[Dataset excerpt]
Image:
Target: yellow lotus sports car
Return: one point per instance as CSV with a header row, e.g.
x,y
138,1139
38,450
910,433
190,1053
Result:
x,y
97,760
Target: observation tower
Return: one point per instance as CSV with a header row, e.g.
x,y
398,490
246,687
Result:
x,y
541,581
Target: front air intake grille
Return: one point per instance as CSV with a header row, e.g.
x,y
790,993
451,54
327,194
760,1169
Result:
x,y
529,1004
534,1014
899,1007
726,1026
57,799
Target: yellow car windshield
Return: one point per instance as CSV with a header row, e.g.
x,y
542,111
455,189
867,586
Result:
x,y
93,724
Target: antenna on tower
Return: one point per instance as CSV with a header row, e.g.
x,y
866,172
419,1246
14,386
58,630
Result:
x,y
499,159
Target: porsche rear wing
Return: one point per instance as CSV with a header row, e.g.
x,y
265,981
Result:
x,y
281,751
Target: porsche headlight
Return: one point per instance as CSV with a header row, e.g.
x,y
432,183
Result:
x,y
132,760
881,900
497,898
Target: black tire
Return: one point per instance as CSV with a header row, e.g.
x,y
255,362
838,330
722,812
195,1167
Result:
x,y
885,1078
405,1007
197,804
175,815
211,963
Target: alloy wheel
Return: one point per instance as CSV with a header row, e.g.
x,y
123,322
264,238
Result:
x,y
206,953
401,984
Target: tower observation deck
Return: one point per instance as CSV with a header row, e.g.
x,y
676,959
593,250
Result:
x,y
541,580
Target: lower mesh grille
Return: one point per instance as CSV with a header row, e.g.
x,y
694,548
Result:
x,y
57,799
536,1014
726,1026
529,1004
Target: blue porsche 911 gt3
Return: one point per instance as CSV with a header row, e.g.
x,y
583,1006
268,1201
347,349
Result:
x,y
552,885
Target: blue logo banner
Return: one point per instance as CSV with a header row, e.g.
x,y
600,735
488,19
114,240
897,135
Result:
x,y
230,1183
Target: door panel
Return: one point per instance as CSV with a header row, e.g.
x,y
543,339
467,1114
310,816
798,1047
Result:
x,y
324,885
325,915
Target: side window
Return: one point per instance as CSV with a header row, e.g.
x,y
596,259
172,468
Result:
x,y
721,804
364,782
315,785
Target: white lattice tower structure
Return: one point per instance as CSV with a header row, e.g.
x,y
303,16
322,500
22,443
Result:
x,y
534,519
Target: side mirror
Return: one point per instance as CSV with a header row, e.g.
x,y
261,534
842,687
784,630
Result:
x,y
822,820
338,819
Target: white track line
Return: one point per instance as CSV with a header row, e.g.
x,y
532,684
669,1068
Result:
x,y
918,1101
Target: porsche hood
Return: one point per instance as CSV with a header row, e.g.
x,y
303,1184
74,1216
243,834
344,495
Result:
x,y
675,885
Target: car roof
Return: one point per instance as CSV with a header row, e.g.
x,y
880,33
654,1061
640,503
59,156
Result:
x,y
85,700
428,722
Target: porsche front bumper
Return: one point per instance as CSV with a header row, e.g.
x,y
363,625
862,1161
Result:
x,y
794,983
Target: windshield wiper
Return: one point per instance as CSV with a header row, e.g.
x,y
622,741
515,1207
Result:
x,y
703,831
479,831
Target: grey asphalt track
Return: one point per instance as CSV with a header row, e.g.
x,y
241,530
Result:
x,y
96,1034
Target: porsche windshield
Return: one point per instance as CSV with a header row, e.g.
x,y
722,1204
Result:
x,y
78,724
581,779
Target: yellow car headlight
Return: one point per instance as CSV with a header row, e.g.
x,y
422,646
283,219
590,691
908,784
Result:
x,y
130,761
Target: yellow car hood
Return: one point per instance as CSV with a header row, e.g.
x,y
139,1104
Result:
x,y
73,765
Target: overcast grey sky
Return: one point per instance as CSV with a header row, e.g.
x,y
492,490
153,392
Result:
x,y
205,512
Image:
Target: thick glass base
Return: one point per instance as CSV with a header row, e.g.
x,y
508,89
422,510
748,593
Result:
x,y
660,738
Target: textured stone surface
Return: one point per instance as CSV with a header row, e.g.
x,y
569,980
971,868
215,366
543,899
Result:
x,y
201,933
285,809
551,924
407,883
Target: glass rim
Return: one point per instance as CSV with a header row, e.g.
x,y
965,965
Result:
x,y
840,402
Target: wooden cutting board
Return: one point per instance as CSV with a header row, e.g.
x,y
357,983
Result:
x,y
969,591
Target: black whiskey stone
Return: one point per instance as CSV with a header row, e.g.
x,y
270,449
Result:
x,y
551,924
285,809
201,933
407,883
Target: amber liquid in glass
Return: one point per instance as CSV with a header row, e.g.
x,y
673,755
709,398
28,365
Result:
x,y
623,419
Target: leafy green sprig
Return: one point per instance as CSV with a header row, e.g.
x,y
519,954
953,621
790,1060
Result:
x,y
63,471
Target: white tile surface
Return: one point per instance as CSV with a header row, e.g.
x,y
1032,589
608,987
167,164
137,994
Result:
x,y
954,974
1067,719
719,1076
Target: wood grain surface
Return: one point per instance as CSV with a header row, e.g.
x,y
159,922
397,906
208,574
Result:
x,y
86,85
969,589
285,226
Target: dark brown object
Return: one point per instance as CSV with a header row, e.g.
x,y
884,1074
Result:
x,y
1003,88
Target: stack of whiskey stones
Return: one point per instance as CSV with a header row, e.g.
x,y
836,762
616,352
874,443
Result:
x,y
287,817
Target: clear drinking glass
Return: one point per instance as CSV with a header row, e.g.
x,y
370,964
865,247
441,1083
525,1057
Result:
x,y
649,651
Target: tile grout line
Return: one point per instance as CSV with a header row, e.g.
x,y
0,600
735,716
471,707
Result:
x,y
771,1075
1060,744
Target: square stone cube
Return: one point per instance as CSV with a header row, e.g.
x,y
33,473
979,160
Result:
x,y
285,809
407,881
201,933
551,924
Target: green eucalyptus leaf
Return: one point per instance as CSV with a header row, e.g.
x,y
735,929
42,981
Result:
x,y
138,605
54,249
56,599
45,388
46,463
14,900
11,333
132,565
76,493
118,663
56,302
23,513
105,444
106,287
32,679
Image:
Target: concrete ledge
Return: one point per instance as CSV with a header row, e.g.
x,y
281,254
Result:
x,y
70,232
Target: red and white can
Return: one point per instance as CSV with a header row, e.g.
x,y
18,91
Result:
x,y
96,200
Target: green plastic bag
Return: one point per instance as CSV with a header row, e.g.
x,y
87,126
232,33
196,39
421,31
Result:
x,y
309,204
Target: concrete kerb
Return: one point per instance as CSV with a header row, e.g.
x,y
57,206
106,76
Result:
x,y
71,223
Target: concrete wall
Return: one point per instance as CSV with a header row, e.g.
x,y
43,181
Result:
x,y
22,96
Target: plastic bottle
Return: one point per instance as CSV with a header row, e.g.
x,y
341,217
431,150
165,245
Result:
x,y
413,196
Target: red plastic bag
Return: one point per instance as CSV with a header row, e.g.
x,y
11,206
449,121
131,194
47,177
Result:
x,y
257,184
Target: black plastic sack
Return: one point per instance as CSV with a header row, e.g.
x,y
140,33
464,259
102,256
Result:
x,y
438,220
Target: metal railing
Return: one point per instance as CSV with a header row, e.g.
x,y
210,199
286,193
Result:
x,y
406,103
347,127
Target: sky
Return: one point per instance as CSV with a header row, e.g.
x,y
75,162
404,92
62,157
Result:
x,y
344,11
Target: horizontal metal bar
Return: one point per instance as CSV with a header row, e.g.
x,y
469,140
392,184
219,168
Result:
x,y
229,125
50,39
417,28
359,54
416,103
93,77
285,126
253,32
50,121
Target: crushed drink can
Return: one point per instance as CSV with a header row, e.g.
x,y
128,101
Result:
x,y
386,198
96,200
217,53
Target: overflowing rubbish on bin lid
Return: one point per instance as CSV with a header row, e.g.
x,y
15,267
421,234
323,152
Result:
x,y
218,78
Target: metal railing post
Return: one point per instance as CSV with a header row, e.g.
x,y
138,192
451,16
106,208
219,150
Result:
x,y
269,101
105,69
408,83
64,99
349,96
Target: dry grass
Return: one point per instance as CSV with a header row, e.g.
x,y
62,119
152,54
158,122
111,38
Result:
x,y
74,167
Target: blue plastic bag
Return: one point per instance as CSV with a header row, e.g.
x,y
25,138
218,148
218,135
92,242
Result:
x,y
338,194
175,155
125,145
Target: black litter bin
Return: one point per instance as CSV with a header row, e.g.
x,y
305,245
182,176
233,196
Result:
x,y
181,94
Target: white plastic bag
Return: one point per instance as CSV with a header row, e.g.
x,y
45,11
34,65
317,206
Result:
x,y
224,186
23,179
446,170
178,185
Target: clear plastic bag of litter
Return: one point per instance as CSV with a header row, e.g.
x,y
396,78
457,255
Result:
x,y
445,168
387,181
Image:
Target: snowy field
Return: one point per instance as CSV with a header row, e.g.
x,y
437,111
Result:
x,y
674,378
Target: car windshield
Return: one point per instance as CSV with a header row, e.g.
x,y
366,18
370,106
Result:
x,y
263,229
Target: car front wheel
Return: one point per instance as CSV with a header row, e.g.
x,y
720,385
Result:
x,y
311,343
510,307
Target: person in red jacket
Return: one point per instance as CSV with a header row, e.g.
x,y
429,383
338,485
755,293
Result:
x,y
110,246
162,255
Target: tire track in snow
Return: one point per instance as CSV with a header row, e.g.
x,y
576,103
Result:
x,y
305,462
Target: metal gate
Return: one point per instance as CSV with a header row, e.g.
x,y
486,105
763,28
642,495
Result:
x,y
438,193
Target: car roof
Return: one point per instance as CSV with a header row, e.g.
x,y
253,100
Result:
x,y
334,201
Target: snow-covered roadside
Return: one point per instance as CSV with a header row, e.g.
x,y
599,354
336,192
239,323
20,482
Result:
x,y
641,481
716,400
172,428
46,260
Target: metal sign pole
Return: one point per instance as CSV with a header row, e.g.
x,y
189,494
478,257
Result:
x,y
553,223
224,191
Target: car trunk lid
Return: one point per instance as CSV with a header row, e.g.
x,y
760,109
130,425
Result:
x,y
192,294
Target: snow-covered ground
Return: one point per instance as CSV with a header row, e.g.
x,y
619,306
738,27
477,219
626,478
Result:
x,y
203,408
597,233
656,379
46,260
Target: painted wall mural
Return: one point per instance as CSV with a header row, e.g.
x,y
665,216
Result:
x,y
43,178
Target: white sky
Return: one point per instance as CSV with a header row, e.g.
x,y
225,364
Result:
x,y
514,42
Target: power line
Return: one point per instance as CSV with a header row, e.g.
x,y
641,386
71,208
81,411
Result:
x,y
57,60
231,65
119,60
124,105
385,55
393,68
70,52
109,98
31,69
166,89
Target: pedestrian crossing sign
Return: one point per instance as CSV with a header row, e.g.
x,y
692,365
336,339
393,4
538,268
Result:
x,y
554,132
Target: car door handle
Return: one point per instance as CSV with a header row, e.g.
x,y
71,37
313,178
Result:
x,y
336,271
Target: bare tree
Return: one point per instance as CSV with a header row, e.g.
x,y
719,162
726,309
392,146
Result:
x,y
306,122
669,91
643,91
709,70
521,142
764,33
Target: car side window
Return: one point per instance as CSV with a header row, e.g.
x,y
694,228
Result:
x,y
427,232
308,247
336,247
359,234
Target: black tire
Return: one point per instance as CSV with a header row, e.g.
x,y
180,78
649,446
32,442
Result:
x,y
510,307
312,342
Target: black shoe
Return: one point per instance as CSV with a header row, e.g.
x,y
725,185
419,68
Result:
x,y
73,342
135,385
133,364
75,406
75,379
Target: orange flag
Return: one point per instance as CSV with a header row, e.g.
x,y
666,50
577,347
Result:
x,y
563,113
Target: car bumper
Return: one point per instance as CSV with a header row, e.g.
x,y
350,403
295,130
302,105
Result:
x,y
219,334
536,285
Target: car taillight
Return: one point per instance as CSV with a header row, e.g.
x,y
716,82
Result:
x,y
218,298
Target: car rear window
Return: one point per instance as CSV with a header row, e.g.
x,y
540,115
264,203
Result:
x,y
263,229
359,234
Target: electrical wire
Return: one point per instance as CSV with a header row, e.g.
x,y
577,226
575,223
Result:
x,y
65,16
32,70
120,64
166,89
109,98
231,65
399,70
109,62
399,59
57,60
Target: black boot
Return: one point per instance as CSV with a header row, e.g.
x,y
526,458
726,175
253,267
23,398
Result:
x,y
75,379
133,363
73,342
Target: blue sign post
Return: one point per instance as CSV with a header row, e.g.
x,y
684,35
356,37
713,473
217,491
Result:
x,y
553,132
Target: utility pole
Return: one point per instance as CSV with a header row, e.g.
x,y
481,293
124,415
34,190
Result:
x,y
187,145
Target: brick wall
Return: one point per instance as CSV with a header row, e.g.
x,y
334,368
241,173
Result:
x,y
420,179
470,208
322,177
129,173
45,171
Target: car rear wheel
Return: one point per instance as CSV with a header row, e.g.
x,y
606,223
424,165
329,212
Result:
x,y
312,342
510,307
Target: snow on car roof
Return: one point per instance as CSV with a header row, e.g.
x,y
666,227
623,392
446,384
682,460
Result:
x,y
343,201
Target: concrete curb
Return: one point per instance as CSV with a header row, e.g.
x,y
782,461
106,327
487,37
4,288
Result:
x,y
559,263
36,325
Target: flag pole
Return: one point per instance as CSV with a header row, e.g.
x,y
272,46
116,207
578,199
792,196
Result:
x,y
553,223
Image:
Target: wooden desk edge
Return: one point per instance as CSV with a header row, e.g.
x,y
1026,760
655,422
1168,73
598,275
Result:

What is expected
Starting at the line that contains "Target: snow on car roof", copy each line exactly through the end of the listing above. Include that first line and the last one, and add nothing.

Right answer
Target: snow on car roof
Return: one point per instance as CSV with a header row, e.g.
x,y
666,227
623,392
446,384
682,460
Result:
x,y
343,201
Target: concrete curb
Return: one point per instance as CSV with a header row, e.g.
x,y
782,461
106,327
487,37
4,288
Result:
x,y
559,263
36,325
Target: flag pole
Return: one point per instance as CSV with a header row, e.g.
x,y
272,46
116,207
578,199
792,196
Result:
x,y
553,223
Image:
Target: wooden desk edge
Return: one point per instance as CSV with a header row, e.g.
x,y
1026,760
655,422
1168,73
598,275
Result:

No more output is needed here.